* **What to work on**
Return only the line that contains "of the commercial" and each line after it, through the last line of the data below, copied exactly.

* **Task data**
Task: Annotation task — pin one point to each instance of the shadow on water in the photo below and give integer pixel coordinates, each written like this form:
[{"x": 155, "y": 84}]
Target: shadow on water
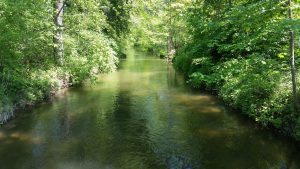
[{"x": 141, "y": 117}]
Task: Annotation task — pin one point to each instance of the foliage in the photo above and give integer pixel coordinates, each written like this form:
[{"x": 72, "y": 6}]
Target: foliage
[
  {"x": 28, "y": 70},
  {"x": 241, "y": 49}
]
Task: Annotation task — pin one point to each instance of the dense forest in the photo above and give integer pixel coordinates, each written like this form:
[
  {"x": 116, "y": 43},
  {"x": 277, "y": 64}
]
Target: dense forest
[
  {"x": 242, "y": 50},
  {"x": 47, "y": 45}
]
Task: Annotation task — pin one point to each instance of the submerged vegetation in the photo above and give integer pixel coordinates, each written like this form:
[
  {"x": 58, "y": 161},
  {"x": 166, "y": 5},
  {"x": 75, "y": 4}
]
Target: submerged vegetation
[{"x": 239, "y": 48}]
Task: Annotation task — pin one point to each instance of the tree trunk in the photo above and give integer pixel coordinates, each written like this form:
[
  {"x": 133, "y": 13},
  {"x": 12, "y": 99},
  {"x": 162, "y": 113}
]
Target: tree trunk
[
  {"x": 292, "y": 61},
  {"x": 58, "y": 32}
]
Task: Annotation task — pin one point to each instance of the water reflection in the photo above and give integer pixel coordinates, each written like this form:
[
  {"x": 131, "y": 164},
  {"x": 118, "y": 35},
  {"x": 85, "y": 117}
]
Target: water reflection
[{"x": 141, "y": 117}]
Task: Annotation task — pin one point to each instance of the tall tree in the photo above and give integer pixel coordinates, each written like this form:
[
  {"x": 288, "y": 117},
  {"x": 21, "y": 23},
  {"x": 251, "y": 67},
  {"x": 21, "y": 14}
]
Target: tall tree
[
  {"x": 292, "y": 59},
  {"x": 58, "y": 32}
]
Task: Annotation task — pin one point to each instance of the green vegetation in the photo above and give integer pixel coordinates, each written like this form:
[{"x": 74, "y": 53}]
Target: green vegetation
[
  {"x": 241, "y": 49},
  {"x": 33, "y": 65}
]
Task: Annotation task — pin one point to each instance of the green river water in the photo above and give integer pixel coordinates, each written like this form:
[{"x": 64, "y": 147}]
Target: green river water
[{"x": 143, "y": 116}]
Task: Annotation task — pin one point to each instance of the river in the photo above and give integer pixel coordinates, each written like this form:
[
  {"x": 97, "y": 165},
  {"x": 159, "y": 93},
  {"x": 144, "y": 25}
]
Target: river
[{"x": 143, "y": 116}]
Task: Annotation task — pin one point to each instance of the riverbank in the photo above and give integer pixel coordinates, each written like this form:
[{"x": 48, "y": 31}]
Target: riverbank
[
  {"x": 260, "y": 88},
  {"x": 45, "y": 85},
  {"x": 40, "y": 85}
]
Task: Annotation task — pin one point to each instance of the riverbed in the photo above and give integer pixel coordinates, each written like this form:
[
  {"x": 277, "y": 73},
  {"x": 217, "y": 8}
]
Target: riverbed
[{"x": 143, "y": 116}]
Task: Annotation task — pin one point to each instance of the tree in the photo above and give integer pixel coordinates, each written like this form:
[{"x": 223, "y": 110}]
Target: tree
[
  {"x": 58, "y": 32},
  {"x": 292, "y": 59}
]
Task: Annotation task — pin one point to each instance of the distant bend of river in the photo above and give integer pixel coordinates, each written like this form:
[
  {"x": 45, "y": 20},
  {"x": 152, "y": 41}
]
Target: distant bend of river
[{"x": 143, "y": 116}]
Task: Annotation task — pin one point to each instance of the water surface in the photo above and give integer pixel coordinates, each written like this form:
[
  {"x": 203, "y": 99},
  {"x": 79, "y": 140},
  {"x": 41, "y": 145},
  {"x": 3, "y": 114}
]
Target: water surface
[{"x": 140, "y": 117}]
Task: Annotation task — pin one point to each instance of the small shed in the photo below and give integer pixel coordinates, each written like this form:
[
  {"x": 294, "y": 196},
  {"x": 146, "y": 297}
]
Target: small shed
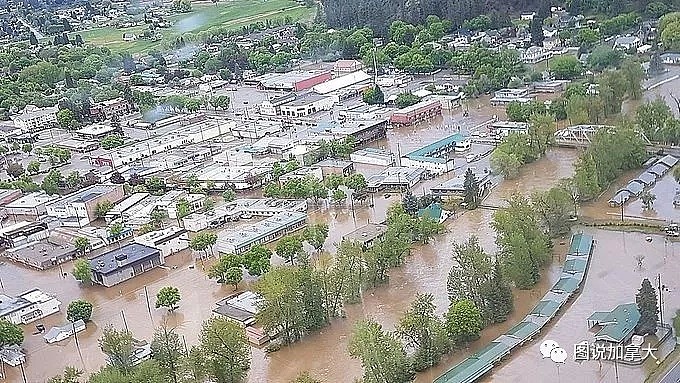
[{"x": 59, "y": 333}]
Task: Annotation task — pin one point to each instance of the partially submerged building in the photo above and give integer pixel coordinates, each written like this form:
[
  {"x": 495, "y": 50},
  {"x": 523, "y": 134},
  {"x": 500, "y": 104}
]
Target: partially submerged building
[
  {"x": 125, "y": 263},
  {"x": 240, "y": 239},
  {"x": 28, "y": 307}
]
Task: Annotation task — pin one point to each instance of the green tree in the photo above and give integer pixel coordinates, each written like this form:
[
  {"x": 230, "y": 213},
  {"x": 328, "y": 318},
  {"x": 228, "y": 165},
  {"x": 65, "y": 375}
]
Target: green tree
[
  {"x": 169, "y": 297},
  {"x": 226, "y": 350},
  {"x": 79, "y": 309},
  {"x": 229, "y": 195},
  {"x": 33, "y": 167},
  {"x": 406, "y": 99},
  {"x": 554, "y": 207},
  {"x": 203, "y": 241},
  {"x": 82, "y": 244},
  {"x": 118, "y": 346},
  {"x": 102, "y": 208},
  {"x": 647, "y": 199},
  {"x": 471, "y": 186},
  {"x": 82, "y": 271},
  {"x": 289, "y": 248},
  {"x": 71, "y": 375},
  {"x": 647, "y": 304},
  {"x": 221, "y": 269},
  {"x": 565, "y": 67},
  {"x": 183, "y": 209},
  {"x": 257, "y": 260},
  {"x": 463, "y": 322},
  {"x": 382, "y": 355},
  {"x": 14, "y": 169},
  {"x": 498, "y": 297},
  {"x": 374, "y": 96},
  {"x": 10, "y": 334},
  {"x": 524, "y": 248},
  {"x": 423, "y": 331},
  {"x": 167, "y": 350},
  {"x": 315, "y": 235}
]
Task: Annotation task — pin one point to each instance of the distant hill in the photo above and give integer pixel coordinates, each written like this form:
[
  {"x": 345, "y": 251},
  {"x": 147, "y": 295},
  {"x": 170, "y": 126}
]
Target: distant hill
[{"x": 379, "y": 14}]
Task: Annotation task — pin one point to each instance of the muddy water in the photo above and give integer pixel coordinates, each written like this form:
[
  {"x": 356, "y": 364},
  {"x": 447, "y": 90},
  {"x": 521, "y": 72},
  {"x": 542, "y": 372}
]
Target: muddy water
[
  {"x": 613, "y": 278},
  {"x": 323, "y": 353}
]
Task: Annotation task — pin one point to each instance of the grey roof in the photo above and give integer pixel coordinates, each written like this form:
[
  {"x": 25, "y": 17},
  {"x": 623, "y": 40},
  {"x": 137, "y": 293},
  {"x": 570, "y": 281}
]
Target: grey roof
[
  {"x": 126, "y": 255},
  {"x": 646, "y": 178},
  {"x": 621, "y": 197},
  {"x": 635, "y": 187},
  {"x": 668, "y": 160},
  {"x": 658, "y": 169}
]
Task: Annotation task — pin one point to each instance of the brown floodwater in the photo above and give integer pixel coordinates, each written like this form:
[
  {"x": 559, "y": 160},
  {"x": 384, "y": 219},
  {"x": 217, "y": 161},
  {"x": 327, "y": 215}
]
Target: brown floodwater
[{"x": 324, "y": 353}]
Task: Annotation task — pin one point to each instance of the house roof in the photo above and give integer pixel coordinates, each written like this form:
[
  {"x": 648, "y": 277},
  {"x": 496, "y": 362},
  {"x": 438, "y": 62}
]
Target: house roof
[
  {"x": 119, "y": 258},
  {"x": 617, "y": 324}
]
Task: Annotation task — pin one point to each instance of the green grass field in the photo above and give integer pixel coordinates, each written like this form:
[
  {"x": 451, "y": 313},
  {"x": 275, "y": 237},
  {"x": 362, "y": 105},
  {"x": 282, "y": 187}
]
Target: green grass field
[{"x": 232, "y": 14}]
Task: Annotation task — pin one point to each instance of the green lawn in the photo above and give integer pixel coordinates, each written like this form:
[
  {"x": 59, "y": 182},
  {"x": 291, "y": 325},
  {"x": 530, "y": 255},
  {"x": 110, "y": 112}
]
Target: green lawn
[{"x": 232, "y": 14}]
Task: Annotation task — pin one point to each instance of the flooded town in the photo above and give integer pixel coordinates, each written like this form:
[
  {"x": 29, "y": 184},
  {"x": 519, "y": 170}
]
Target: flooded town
[{"x": 238, "y": 192}]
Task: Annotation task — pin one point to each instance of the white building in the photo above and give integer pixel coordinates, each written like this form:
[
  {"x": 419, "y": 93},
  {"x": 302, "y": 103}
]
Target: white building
[
  {"x": 28, "y": 307},
  {"x": 79, "y": 208},
  {"x": 307, "y": 105},
  {"x": 169, "y": 241},
  {"x": 241, "y": 239},
  {"x": 245, "y": 207},
  {"x": 34, "y": 119},
  {"x": 30, "y": 205}
]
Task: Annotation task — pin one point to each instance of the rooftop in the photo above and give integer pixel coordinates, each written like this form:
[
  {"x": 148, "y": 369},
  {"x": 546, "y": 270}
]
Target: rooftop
[
  {"x": 365, "y": 233},
  {"x": 122, "y": 257},
  {"x": 87, "y": 194},
  {"x": 617, "y": 324}
]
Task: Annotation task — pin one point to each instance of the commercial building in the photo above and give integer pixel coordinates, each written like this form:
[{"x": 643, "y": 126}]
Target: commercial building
[
  {"x": 197, "y": 132},
  {"x": 366, "y": 235},
  {"x": 121, "y": 264},
  {"x": 455, "y": 187},
  {"x": 28, "y": 307},
  {"x": 21, "y": 233},
  {"x": 169, "y": 241},
  {"x": 42, "y": 254},
  {"x": 78, "y": 209},
  {"x": 307, "y": 105},
  {"x": 342, "y": 81},
  {"x": 333, "y": 166},
  {"x": 246, "y": 208},
  {"x": 241, "y": 239},
  {"x": 31, "y": 205},
  {"x": 106, "y": 110},
  {"x": 301, "y": 173},
  {"x": 65, "y": 331},
  {"x": 396, "y": 177},
  {"x": 35, "y": 119},
  {"x": 413, "y": 114},
  {"x": 344, "y": 67},
  {"x": 96, "y": 131},
  {"x": 373, "y": 156},
  {"x": 256, "y": 129},
  {"x": 506, "y": 96},
  {"x": 435, "y": 156},
  {"x": 504, "y": 128},
  {"x": 123, "y": 209},
  {"x": 293, "y": 81}
]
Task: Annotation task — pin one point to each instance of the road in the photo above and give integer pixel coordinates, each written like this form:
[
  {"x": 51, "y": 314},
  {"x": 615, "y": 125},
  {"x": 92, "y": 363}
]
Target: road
[{"x": 673, "y": 375}]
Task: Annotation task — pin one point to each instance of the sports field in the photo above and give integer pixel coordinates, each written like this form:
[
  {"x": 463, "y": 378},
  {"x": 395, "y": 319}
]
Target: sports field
[{"x": 205, "y": 15}]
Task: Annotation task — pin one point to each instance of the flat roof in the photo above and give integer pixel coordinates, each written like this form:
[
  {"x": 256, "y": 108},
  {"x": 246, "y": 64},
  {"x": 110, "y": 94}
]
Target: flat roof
[
  {"x": 128, "y": 254},
  {"x": 87, "y": 194},
  {"x": 31, "y": 200},
  {"x": 366, "y": 233},
  {"x": 243, "y": 235}
]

* **Worked solution**
Task: Annotation task — pin one point to each instance of the commercial building in the photo above and give integer pixel coordinates, each written like this form:
[{"x": 643, "y": 126}]
Target: commercial building
[
  {"x": 197, "y": 132},
  {"x": 366, "y": 235},
  {"x": 121, "y": 264},
  {"x": 455, "y": 187},
  {"x": 28, "y": 307},
  {"x": 21, "y": 233},
  {"x": 169, "y": 241},
  {"x": 42, "y": 254},
  {"x": 78, "y": 209},
  {"x": 307, "y": 105},
  {"x": 342, "y": 81},
  {"x": 333, "y": 166},
  {"x": 246, "y": 208},
  {"x": 241, "y": 239},
  {"x": 31, "y": 205},
  {"x": 106, "y": 110},
  {"x": 301, "y": 173},
  {"x": 65, "y": 331},
  {"x": 396, "y": 177},
  {"x": 35, "y": 119},
  {"x": 413, "y": 114},
  {"x": 344, "y": 67},
  {"x": 96, "y": 131},
  {"x": 373, "y": 156},
  {"x": 256, "y": 129},
  {"x": 506, "y": 96},
  {"x": 435, "y": 156},
  {"x": 504, "y": 128},
  {"x": 123, "y": 209},
  {"x": 293, "y": 81}
]
Task: Annotation task — pin one point to each instance of the road in the photo above and give integer pixel coordinates, each written like this form:
[
  {"x": 51, "y": 314},
  {"x": 615, "y": 125},
  {"x": 92, "y": 363}
]
Target: road
[{"x": 673, "y": 375}]
Task: Annotation task — pin one point to each instance of the sports field in the photo above and give integer pixel coordinates, each written like this form:
[
  {"x": 463, "y": 378},
  {"x": 395, "y": 319}
]
Target: sports field
[{"x": 205, "y": 15}]
Task: Annotation task — pin one point to each instance of the flat roof in the photo above and give integer pixel coordinates, each written like this form:
[
  {"x": 256, "y": 108},
  {"x": 246, "y": 64},
  {"x": 110, "y": 94}
]
Target: flat roof
[
  {"x": 128, "y": 254},
  {"x": 87, "y": 194},
  {"x": 31, "y": 200},
  {"x": 366, "y": 233},
  {"x": 243, "y": 235}
]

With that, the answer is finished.